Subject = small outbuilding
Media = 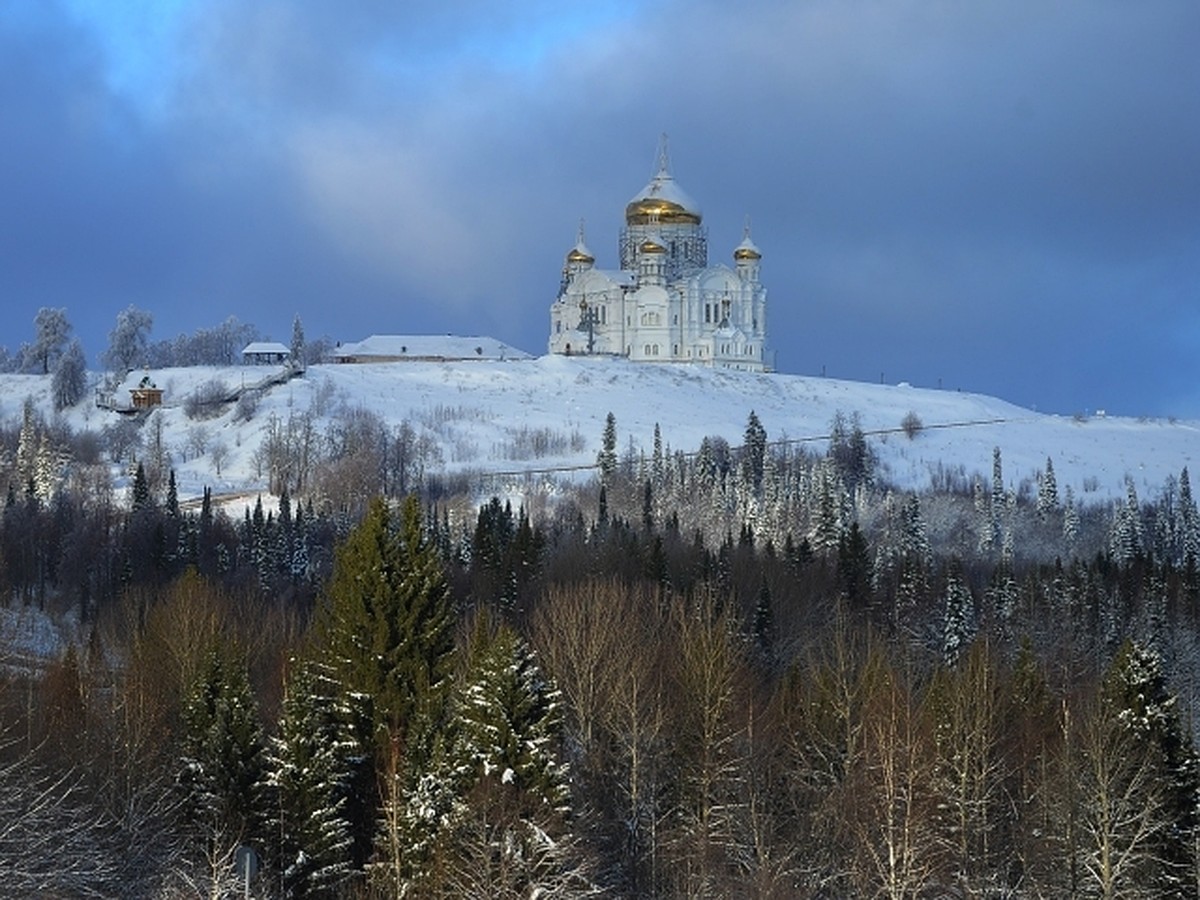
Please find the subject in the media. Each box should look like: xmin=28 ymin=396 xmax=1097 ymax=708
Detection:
xmin=130 ymin=376 xmax=162 ymax=409
xmin=330 ymin=335 xmax=533 ymax=362
xmin=241 ymin=341 xmax=292 ymax=366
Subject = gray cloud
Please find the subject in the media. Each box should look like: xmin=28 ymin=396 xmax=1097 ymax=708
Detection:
xmin=0 ymin=0 xmax=1200 ymax=415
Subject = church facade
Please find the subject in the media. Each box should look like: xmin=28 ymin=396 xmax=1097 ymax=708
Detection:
xmin=550 ymin=142 xmax=773 ymax=372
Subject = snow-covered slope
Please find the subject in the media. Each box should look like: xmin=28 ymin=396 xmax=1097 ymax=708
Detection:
xmin=0 ymin=356 xmax=1200 ymax=511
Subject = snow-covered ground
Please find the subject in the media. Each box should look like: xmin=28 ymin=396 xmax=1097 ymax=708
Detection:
xmin=0 ymin=356 xmax=1200 ymax=513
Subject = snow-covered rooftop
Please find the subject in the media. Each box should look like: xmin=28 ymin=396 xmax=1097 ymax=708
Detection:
xmin=332 ymin=335 xmax=533 ymax=360
xmin=241 ymin=341 xmax=292 ymax=356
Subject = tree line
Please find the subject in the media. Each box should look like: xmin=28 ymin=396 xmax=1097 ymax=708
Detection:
xmin=0 ymin=403 xmax=1200 ymax=898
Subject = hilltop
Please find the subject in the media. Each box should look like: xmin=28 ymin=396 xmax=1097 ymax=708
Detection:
xmin=0 ymin=356 xmax=1200 ymax=513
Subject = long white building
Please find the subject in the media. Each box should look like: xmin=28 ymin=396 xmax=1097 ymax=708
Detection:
xmin=550 ymin=140 xmax=773 ymax=372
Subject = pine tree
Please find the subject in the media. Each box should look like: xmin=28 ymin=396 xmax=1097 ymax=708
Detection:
xmin=942 ymin=566 xmax=976 ymax=666
xmin=317 ymin=497 xmax=454 ymax=752
xmin=1062 ymin=485 xmax=1079 ymax=551
xmin=1038 ymin=456 xmax=1058 ymax=518
xmin=164 ymin=469 xmax=179 ymax=521
xmin=1102 ymin=641 xmax=1200 ymax=896
xmin=133 ymin=462 xmax=151 ymax=511
xmin=290 ymin=313 xmax=305 ymax=370
xmin=179 ymin=649 xmax=266 ymax=853
xmin=270 ymin=664 xmax=356 ymax=898
xmin=596 ymin=413 xmax=617 ymax=485
xmin=1178 ymin=466 xmax=1200 ymax=565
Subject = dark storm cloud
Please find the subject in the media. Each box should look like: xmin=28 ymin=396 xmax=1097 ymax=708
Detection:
xmin=0 ymin=1 xmax=1200 ymax=415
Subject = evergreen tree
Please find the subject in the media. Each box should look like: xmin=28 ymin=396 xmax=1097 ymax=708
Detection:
xmin=743 ymin=409 xmax=767 ymax=492
xmin=385 ymin=614 xmax=576 ymax=896
xmin=133 ymin=462 xmax=151 ymax=511
xmin=290 ymin=313 xmax=305 ymax=368
xmin=1038 ymin=456 xmax=1058 ymax=518
xmin=270 ymin=664 xmax=356 ymax=898
xmin=942 ymin=565 xmax=976 ymax=666
xmin=1062 ymin=485 xmax=1079 ymax=551
xmin=1178 ymin=466 xmax=1200 ymax=565
xmin=317 ymin=497 xmax=454 ymax=752
xmin=179 ymin=649 xmax=266 ymax=856
xmin=1102 ymin=641 xmax=1200 ymax=898
xmin=166 ymin=469 xmax=179 ymax=521
xmin=596 ymin=413 xmax=617 ymax=485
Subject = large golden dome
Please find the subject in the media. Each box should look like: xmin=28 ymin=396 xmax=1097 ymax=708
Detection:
xmin=625 ymin=136 xmax=701 ymax=226
xmin=566 ymin=241 xmax=596 ymax=265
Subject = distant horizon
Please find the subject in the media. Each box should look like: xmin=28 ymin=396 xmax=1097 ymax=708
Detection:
xmin=0 ymin=0 xmax=1200 ymax=418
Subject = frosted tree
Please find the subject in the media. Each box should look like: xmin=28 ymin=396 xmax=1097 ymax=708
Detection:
xmin=373 ymin=614 xmax=584 ymax=896
xmin=596 ymin=413 xmax=617 ymax=485
xmin=50 ymin=338 xmax=88 ymax=410
xmin=809 ymin=460 xmax=846 ymax=552
xmin=942 ymin=566 xmax=976 ymax=666
xmin=742 ymin=409 xmax=767 ymax=492
xmin=1037 ymin=456 xmax=1058 ymax=518
xmin=101 ymin=306 xmax=154 ymax=377
xmin=1080 ymin=641 xmax=1200 ymax=898
xmin=269 ymin=664 xmax=356 ymax=898
xmin=17 ymin=397 xmax=38 ymax=487
xmin=1109 ymin=478 xmax=1142 ymax=564
xmin=1062 ymin=485 xmax=1079 ymax=552
xmin=290 ymin=313 xmax=305 ymax=367
xmin=26 ymin=306 xmax=71 ymax=374
xmin=1178 ymin=466 xmax=1200 ymax=565
xmin=179 ymin=650 xmax=266 ymax=856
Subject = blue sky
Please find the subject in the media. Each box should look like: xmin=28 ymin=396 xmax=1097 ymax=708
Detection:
xmin=0 ymin=0 xmax=1200 ymax=418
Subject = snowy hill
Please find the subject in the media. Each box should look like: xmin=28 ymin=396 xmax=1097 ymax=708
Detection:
xmin=0 ymin=356 xmax=1200 ymax=513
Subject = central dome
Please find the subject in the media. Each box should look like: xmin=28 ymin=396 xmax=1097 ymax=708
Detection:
xmin=625 ymin=172 xmax=701 ymax=226
xmin=625 ymin=136 xmax=701 ymax=226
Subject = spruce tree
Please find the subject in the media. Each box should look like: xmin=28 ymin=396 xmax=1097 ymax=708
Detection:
xmin=179 ymin=648 xmax=266 ymax=857
xmin=596 ymin=413 xmax=617 ymax=485
xmin=316 ymin=497 xmax=454 ymax=752
xmin=942 ymin=564 xmax=976 ymax=666
xmin=269 ymin=664 xmax=356 ymax=898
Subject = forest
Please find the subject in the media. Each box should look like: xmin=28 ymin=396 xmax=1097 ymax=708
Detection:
xmin=0 ymin=396 xmax=1200 ymax=899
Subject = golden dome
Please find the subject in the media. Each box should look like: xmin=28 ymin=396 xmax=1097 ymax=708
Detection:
xmin=625 ymin=134 xmax=701 ymax=226
xmin=625 ymin=197 xmax=701 ymax=226
xmin=566 ymin=242 xmax=596 ymax=265
xmin=733 ymin=224 xmax=762 ymax=263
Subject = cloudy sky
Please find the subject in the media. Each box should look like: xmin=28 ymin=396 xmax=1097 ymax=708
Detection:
xmin=0 ymin=0 xmax=1200 ymax=418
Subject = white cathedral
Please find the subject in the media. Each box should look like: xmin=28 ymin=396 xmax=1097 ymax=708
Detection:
xmin=550 ymin=139 xmax=773 ymax=372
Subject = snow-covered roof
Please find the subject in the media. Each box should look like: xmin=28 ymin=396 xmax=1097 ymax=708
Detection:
xmin=332 ymin=335 xmax=533 ymax=360
xmin=241 ymin=341 xmax=292 ymax=356
xmin=629 ymin=167 xmax=700 ymax=216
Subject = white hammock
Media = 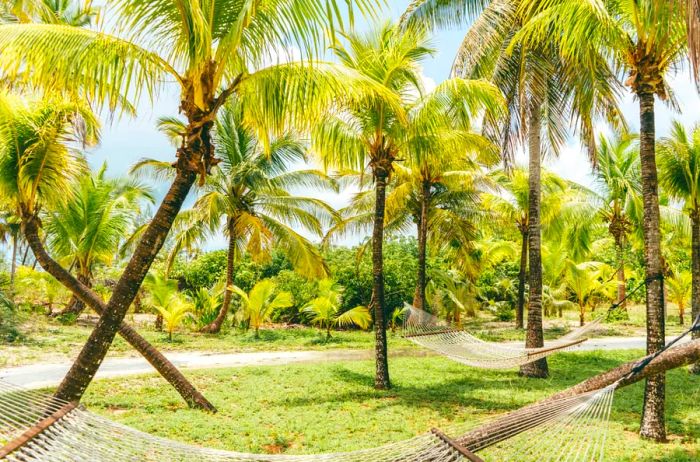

..........

= What you are asked to do =
Write out all of the lines above again, changing every "Detection" to "Result" and keeping everything else the same. Leave the pictures out.

= Task response =
Subject = small outbuilding
Media = 
Please find the subject in the media. Each box should look like: xmin=28 ymin=396 xmax=1097 ymax=708
Result:
xmin=130 ymin=376 xmax=162 ymax=409
xmin=330 ymin=335 xmax=533 ymax=362
xmin=241 ymin=341 xmax=292 ymax=366
Subject = gray cloud
Please find the subject in the media. Each box should look like: xmin=28 ymin=396 xmax=1097 ymax=708
Result:
xmin=0 ymin=0 xmax=1200 ymax=415
Subject = church facade
Please find the subject in the media. Each box should look like: xmin=28 ymin=396 xmax=1097 ymax=708
Result:
xmin=550 ymin=142 xmax=773 ymax=372
Subject = snow-covered slope
Please find the subject in the media. Each box should look like: xmin=28 ymin=396 xmax=1097 ymax=708
Result:
xmin=0 ymin=356 xmax=1200 ymax=511
Subject = snow-covered ground
Please find the subject in the media. Each box should look like: xmin=28 ymin=396 xmax=1097 ymax=708
Result:
xmin=0 ymin=356 xmax=1200 ymax=513
Subject = snow-covered rooftop
Please find the subject in the media. Each box should look like: xmin=28 ymin=396 xmax=1097 ymax=708
Result:
xmin=332 ymin=335 xmax=533 ymax=360
xmin=241 ymin=341 xmax=292 ymax=356
Subject = tree line
Please find the subject in the media. Each box should look like: xmin=28 ymin=396 xmax=1097 ymax=708
Result:
xmin=0 ymin=403 xmax=1200 ymax=898
Subject = hilltop
Please find the subject in the media. Each box should look like: xmin=28 ymin=396 xmax=1097 ymax=708
Result:
xmin=0 ymin=356 xmax=1200 ymax=513
Subject = long white building
Please find the subject in the media. Each box should look like: xmin=28 ymin=396 xmax=1097 ymax=708
Result:
xmin=550 ymin=140 xmax=773 ymax=372
Subject = pine tree
Please find the subject in the media. Each box should look like: xmin=28 ymin=396 xmax=1097 ymax=708
Result:
xmin=942 ymin=566 xmax=976 ymax=666
xmin=317 ymin=497 xmax=454 ymax=752
xmin=1062 ymin=485 xmax=1079 ymax=551
xmin=1038 ymin=456 xmax=1058 ymax=518
xmin=164 ymin=469 xmax=179 ymax=521
xmin=1102 ymin=641 xmax=1200 ymax=896
xmin=133 ymin=462 xmax=151 ymax=511
xmin=290 ymin=313 xmax=305 ymax=370
xmin=179 ymin=649 xmax=266 ymax=853
xmin=270 ymin=664 xmax=356 ymax=898
xmin=596 ymin=413 xmax=617 ymax=485
xmin=1178 ymin=466 xmax=1200 ymax=565
Subject = dark storm cloud
Please find the subject in the media. Each box should look like: xmin=28 ymin=396 xmax=1097 ymax=708
Result:
xmin=0 ymin=1 xmax=1200 ymax=415
Subject = evergreen tree
Please find the subject in the media. Each box should look like: xmin=28 ymin=396 xmax=1097 ymax=708
Result:
xmin=743 ymin=409 xmax=767 ymax=492
xmin=385 ymin=614 xmax=576 ymax=896
xmin=133 ymin=462 xmax=151 ymax=511
xmin=290 ymin=313 xmax=305 ymax=368
xmin=1038 ymin=456 xmax=1058 ymax=518
xmin=270 ymin=664 xmax=356 ymax=898
xmin=942 ymin=565 xmax=976 ymax=666
xmin=1062 ymin=485 xmax=1079 ymax=551
xmin=1178 ymin=466 xmax=1200 ymax=565
xmin=317 ymin=497 xmax=454 ymax=752
xmin=179 ymin=649 xmax=266 ymax=856
xmin=1102 ymin=641 xmax=1200 ymax=898
xmin=166 ymin=469 xmax=179 ymax=521
xmin=596 ymin=413 xmax=617 ymax=485
Subject = large golden dome
Please find the subject in the media. Each box should look like: xmin=28 ymin=396 xmax=1097 ymax=708
Result:
xmin=625 ymin=136 xmax=701 ymax=226
xmin=566 ymin=241 xmax=596 ymax=265
Subject = distant horizon
Please find the subject in the media. Each box should look like: xmin=28 ymin=396 xmax=1097 ymax=708
Result:
xmin=0 ymin=0 xmax=1200 ymax=418
Subject = frosted tree
Please find the subject in the media. Each box should look like: xmin=28 ymin=396 xmax=1097 ymax=708
Result:
xmin=373 ymin=614 xmax=584 ymax=896
xmin=596 ymin=413 xmax=617 ymax=485
xmin=50 ymin=338 xmax=88 ymax=410
xmin=809 ymin=460 xmax=846 ymax=552
xmin=942 ymin=566 xmax=976 ymax=666
xmin=742 ymin=409 xmax=767 ymax=492
xmin=1037 ymin=456 xmax=1058 ymax=518
xmin=101 ymin=306 xmax=154 ymax=377
xmin=1080 ymin=641 xmax=1200 ymax=898
xmin=269 ymin=664 xmax=356 ymax=898
xmin=17 ymin=397 xmax=38 ymax=487
xmin=1109 ymin=478 xmax=1142 ymax=564
xmin=1062 ymin=485 xmax=1079 ymax=552
xmin=290 ymin=313 xmax=305 ymax=367
xmin=26 ymin=306 xmax=71 ymax=374
xmin=1178 ymin=466 xmax=1200 ymax=565
xmin=179 ymin=650 xmax=266 ymax=856
Subject = blue sky
Please find the subject in the media. Each box should look like: xmin=28 ymin=396 xmax=1097 ymax=708
Result:
xmin=0 ymin=0 xmax=1200 ymax=418
Subject = snowy hill
Please find the subject in the media. Each box should look like: xmin=28 ymin=396 xmax=1097 ymax=708
Result:
xmin=0 ymin=356 xmax=1200 ymax=513
Subject = central dome
Please find the subject in the media. Each box should look like: xmin=28 ymin=396 xmax=1097 ymax=708
Result:
xmin=625 ymin=172 xmax=701 ymax=226
xmin=625 ymin=136 xmax=701 ymax=226
Subject = spruce tree
Please find the subject in the media. Each box should look like: xmin=28 ymin=396 xmax=1097 ymax=708
Result:
xmin=179 ymin=648 xmax=266 ymax=857
xmin=596 ymin=413 xmax=617 ymax=485
xmin=316 ymin=497 xmax=454 ymax=752
xmin=942 ymin=564 xmax=976 ymax=666
xmin=269 ymin=664 xmax=356 ymax=898
Subject = forest
Please find the subject in the media. Each box should look like: xmin=28 ymin=396 xmax=1097 ymax=708
Result:
xmin=0 ymin=396 xmax=1200 ymax=899
Subject = golden dome
Please find the subject in the media. Each box should look like: xmin=28 ymin=396 xmax=1097 ymax=708
Result:
xmin=625 ymin=134 xmax=701 ymax=226
xmin=625 ymin=197 xmax=701 ymax=226
xmin=566 ymin=242 xmax=596 ymax=265
xmin=733 ymin=224 xmax=762 ymax=263
Subject = cloudy sky
Please find the subject in the media. Each box should look like: xmin=28 ymin=396 xmax=1097 ymax=708
Result:
xmin=0 ymin=0 xmax=1200 ymax=418
Subject = white cathedral
Please find the subject in the media. Each box should look like: xmin=28 ymin=396 xmax=1097 ymax=708
Result:
xmin=550 ymin=139 xmax=773 ymax=372
Subject = snow-covered roof
Please find the subject in the media. Each box should look like: xmin=28 ymin=396 xmax=1097 ymax=708
Result:
xmin=332 ymin=335 xmax=533 ymax=360
xmin=241 ymin=341 xmax=292 ymax=356
xmin=629 ymin=167 xmax=700 ymax=216
Subject = white hammock
Media = 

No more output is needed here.